*What this task involves:*
In the records below, find the line holding "Where can the sky" and the line holding "Where can the white sea". Set down both, with every line between them, exactly.

*Extracted data:*
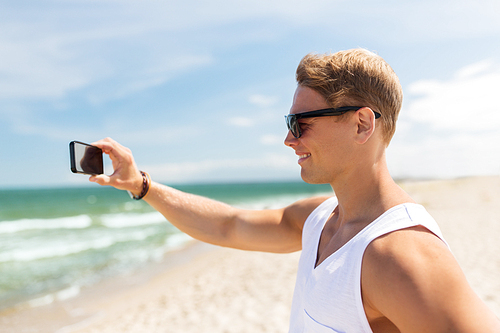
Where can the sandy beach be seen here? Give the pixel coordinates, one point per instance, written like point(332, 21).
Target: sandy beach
point(205, 288)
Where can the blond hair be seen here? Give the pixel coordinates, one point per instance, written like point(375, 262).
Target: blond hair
point(355, 78)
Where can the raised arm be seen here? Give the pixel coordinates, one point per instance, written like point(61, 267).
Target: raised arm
point(411, 280)
point(214, 222)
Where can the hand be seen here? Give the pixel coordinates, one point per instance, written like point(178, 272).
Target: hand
point(126, 175)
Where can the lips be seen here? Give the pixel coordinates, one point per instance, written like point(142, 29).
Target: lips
point(302, 157)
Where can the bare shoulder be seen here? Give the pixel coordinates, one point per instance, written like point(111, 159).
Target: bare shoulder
point(298, 212)
point(411, 278)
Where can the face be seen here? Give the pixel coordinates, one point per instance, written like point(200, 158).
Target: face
point(323, 149)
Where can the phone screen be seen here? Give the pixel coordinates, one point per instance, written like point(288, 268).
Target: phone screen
point(85, 158)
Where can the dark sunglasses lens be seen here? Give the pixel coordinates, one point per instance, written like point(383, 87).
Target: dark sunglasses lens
point(293, 125)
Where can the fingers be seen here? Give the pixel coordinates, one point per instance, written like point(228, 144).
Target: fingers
point(126, 175)
point(100, 179)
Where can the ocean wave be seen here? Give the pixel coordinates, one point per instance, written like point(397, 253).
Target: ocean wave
point(64, 248)
point(74, 222)
point(126, 220)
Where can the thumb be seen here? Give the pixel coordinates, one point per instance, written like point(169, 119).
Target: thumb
point(102, 180)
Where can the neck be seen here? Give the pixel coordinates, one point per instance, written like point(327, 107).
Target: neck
point(366, 192)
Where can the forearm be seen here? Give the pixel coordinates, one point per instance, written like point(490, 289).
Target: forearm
point(201, 218)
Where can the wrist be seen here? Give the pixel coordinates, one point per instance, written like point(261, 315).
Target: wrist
point(142, 189)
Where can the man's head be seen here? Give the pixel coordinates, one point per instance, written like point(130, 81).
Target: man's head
point(355, 78)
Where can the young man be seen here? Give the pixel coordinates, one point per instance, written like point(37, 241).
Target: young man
point(372, 259)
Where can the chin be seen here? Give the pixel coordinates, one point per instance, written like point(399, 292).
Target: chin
point(313, 179)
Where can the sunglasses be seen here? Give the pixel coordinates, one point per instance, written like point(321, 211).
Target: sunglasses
point(294, 126)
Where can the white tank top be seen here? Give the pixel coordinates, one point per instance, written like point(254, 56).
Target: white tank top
point(328, 298)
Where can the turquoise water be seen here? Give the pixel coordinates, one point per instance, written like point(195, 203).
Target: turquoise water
point(55, 241)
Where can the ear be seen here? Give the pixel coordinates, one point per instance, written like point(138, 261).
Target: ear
point(365, 124)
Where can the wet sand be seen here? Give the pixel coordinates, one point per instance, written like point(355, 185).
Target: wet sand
point(210, 289)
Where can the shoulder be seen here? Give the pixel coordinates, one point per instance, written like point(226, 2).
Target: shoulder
point(299, 211)
point(411, 278)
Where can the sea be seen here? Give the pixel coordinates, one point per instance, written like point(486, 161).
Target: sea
point(54, 242)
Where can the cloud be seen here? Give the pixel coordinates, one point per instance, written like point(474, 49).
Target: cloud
point(263, 101)
point(241, 122)
point(466, 102)
point(271, 140)
point(268, 166)
point(450, 127)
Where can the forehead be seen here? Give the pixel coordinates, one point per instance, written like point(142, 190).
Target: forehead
point(307, 99)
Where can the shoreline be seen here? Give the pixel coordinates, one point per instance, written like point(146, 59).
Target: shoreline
point(207, 288)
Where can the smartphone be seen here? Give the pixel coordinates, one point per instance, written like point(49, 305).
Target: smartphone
point(85, 158)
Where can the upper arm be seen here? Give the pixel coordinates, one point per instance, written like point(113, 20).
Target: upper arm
point(277, 230)
point(411, 278)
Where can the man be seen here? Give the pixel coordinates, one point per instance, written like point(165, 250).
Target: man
point(372, 259)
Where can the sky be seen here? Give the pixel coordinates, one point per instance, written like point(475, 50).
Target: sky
point(198, 89)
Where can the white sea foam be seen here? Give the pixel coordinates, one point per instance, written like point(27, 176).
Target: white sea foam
point(63, 247)
point(126, 220)
point(74, 222)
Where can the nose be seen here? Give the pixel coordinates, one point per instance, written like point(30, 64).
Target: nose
point(290, 140)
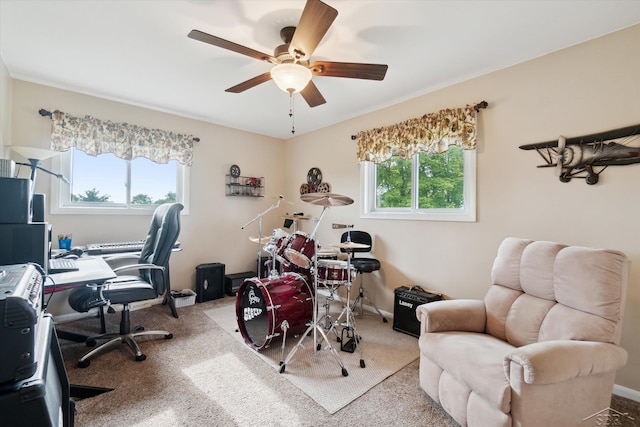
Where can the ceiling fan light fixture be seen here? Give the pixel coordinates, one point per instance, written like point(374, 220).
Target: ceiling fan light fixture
point(291, 77)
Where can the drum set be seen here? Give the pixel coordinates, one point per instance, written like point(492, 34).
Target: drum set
point(285, 303)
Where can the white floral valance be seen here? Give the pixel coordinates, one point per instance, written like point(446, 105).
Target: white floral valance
point(431, 133)
point(126, 141)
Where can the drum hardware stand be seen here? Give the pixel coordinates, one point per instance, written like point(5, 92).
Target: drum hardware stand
point(349, 330)
point(284, 326)
point(276, 205)
point(315, 325)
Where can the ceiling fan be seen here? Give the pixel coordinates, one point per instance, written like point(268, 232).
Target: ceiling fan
point(292, 69)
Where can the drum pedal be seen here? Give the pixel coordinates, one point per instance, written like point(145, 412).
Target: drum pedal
point(348, 340)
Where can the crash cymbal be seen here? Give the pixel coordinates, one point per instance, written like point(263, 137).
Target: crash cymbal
point(263, 241)
point(351, 245)
point(326, 199)
point(296, 217)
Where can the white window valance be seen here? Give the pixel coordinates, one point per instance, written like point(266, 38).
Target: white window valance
point(124, 140)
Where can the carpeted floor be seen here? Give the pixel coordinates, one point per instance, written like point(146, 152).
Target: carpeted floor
point(318, 373)
point(203, 376)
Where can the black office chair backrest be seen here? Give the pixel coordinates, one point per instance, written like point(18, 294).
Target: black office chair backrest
point(357, 237)
point(163, 233)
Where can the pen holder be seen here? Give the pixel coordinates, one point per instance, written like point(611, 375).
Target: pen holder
point(64, 242)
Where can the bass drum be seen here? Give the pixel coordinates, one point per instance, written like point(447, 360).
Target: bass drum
point(263, 306)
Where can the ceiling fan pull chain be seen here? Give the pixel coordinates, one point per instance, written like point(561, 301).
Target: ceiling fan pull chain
point(293, 123)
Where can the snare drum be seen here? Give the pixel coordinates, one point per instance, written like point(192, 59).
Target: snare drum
point(334, 272)
point(300, 249)
point(263, 305)
point(277, 237)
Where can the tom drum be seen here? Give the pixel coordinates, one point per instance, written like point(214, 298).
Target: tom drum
point(300, 249)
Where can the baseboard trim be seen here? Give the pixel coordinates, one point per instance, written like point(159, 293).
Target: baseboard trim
point(626, 392)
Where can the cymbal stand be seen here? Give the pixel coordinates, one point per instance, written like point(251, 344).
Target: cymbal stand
point(315, 325)
point(258, 218)
point(349, 330)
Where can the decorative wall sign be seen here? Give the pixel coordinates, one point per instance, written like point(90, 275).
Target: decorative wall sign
point(587, 156)
point(314, 183)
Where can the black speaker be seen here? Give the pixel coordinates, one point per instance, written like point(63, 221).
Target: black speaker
point(15, 194)
point(209, 281)
point(37, 208)
point(404, 309)
point(23, 243)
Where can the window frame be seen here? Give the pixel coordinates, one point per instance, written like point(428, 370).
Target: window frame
point(61, 193)
point(368, 208)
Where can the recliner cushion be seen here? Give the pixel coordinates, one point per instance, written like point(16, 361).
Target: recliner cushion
point(473, 359)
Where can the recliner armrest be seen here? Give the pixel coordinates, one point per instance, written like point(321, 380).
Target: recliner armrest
point(452, 315)
point(549, 362)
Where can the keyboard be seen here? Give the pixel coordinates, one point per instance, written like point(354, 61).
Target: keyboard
point(118, 247)
point(61, 265)
point(115, 247)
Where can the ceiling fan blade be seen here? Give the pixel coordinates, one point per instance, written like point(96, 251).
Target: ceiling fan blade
point(349, 69)
point(312, 95)
point(234, 47)
point(241, 87)
point(314, 23)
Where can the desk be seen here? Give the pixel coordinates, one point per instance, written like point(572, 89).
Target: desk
point(91, 270)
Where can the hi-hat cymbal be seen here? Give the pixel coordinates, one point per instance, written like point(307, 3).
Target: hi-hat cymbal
point(326, 199)
point(263, 241)
point(351, 245)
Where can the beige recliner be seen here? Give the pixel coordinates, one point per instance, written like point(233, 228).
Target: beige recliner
point(541, 349)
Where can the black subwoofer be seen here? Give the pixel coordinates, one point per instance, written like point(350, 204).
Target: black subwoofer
point(209, 281)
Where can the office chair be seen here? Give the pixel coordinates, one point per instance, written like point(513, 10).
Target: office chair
point(362, 265)
point(151, 282)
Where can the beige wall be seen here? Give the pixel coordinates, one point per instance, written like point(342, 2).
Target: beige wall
point(5, 108)
point(588, 88)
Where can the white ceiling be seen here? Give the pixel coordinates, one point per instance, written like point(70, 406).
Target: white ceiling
point(137, 51)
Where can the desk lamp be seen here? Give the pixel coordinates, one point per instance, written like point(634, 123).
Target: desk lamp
point(35, 156)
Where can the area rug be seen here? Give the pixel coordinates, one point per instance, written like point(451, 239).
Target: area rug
point(317, 372)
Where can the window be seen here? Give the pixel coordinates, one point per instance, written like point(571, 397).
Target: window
point(438, 187)
point(107, 184)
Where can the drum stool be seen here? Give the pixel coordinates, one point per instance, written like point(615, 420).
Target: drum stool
point(362, 265)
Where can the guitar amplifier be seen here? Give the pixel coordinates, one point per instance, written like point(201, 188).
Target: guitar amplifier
point(404, 308)
point(233, 281)
point(209, 281)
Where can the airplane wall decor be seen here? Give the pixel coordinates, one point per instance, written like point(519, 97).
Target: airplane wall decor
point(587, 156)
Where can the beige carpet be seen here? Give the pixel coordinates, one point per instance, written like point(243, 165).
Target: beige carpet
point(318, 374)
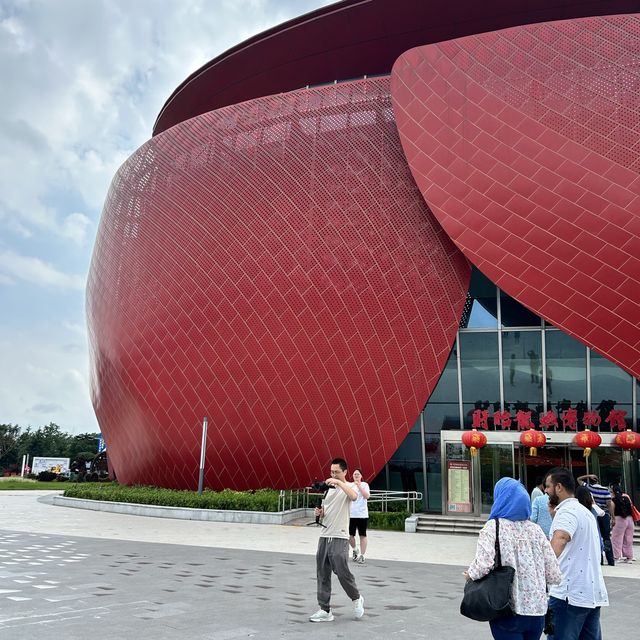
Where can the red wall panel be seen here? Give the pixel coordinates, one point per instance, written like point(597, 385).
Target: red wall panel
point(271, 265)
point(524, 143)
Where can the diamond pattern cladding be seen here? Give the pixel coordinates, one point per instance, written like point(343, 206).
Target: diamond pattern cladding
point(273, 266)
point(525, 144)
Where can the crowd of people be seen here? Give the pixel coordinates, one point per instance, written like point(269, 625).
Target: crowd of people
point(555, 538)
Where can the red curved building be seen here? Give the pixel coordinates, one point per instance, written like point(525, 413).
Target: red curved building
point(290, 253)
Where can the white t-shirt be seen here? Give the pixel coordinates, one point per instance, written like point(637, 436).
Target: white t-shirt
point(582, 582)
point(336, 514)
point(359, 508)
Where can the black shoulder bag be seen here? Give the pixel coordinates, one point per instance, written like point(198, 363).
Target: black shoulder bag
point(489, 597)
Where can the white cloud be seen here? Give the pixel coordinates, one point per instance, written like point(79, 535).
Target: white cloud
point(74, 227)
point(37, 272)
point(42, 382)
point(82, 84)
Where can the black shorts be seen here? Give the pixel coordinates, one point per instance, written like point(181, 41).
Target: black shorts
point(360, 524)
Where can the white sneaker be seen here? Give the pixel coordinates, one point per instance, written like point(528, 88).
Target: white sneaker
point(322, 616)
point(358, 607)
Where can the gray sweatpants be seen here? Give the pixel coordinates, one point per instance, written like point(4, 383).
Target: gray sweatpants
point(332, 556)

*Solution for this task:*
Where can the sky be seen here? Give the pixel coordinates, one point per instance, written like point(475, 50).
Target: sky
point(198, 89)
Where can the white sea foam be seen here? Give the pixel coordinates, one point per instance, written like point(27, 176).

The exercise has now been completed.